Take the entries below and print all of them exactly, please.

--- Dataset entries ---
• • • • •

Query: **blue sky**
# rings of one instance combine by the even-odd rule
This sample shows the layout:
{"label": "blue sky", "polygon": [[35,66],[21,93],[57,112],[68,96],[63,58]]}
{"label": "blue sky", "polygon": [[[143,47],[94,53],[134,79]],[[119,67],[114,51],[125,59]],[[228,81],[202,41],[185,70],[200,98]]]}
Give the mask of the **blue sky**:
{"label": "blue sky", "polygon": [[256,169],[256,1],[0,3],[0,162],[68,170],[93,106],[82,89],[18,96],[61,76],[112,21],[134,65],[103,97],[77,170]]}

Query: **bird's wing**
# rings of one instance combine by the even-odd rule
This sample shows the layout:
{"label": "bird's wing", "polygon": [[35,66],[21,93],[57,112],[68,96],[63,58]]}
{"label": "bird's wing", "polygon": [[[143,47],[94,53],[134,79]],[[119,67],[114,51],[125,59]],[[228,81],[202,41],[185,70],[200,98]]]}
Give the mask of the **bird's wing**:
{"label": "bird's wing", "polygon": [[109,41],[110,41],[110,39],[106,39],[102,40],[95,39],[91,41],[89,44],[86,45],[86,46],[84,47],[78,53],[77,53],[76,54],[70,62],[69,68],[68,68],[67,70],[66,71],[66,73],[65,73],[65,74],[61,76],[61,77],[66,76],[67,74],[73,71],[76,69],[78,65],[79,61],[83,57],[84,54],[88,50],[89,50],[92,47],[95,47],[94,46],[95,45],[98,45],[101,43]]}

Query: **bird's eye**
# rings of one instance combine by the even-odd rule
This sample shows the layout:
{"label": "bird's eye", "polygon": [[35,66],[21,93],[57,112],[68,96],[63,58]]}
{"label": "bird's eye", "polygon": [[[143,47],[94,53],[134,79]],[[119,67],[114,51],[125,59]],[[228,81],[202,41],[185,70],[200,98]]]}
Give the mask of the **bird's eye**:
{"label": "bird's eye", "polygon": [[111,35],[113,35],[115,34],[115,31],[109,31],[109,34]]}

• • • • •

--- Finished exercise ---
Query: **blue sky**
# rings of one instance combine by the even-odd rule
This sample shows the layout:
{"label": "blue sky", "polygon": [[35,66],[21,93],[57,112],[68,96],[63,58]]}
{"label": "blue sky", "polygon": [[[143,47],[94,53],[134,79]],[[119,67],[114,51],[125,59]],[[228,81],[202,41],[185,70],[200,98]]]}
Give the mask of the **blue sky**:
{"label": "blue sky", "polygon": [[256,169],[256,1],[0,3],[0,162],[68,170],[93,106],[82,89],[18,96],[61,76],[112,21],[134,65],[103,97],[77,170]]}

Query: **bird's wing**
# rings of one instance combine by the even-odd rule
This sample shows the layout:
{"label": "bird's wing", "polygon": [[35,66],[21,93],[57,112],[68,96],[63,58]]}
{"label": "bird's wing", "polygon": [[[143,47],[94,53],[134,79]],[[119,67],[114,51],[125,59]],[[228,81],[202,41],[185,70],[200,98]]]}
Give the mask of the **bird's wing**:
{"label": "bird's wing", "polygon": [[109,41],[110,41],[110,39],[106,39],[102,40],[95,39],[91,41],[89,44],[86,45],[86,46],[84,47],[78,53],[77,53],[76,54],[70,62],[69,68],[68,68],[67,70],[66,71],[66,73],[65,73],[65,74],[61,76],[61,77],[66,76],[67,74],[73,71],[76,69],[78,65],[79,61],[83,57],[84,54],[88,50],[89,50],[92,47],[95,47],[94,46],[95,45],[98,45],[101,43]]}

Query: **bird's eye**
# rings of one instance combine by the even-odd rule
This sample shows the layout:
{"label": "bird's eye", "polygon": [[35,66],[21,93],[57,112],[68,96],[63,58]]}
{"label": "bird's eye", "polygon": [[[143,47],[94,53],[134,79]],[[119,67],[114,51],[125,59]],[[228,81],[202,41],[185,70],[200,98]]]}
Give the mask of the **bird's eye**:
{"label": "bird's eye", "polygon": [[111,35],[113,35],[115,34],[115,31],[109,31],[109,34]]}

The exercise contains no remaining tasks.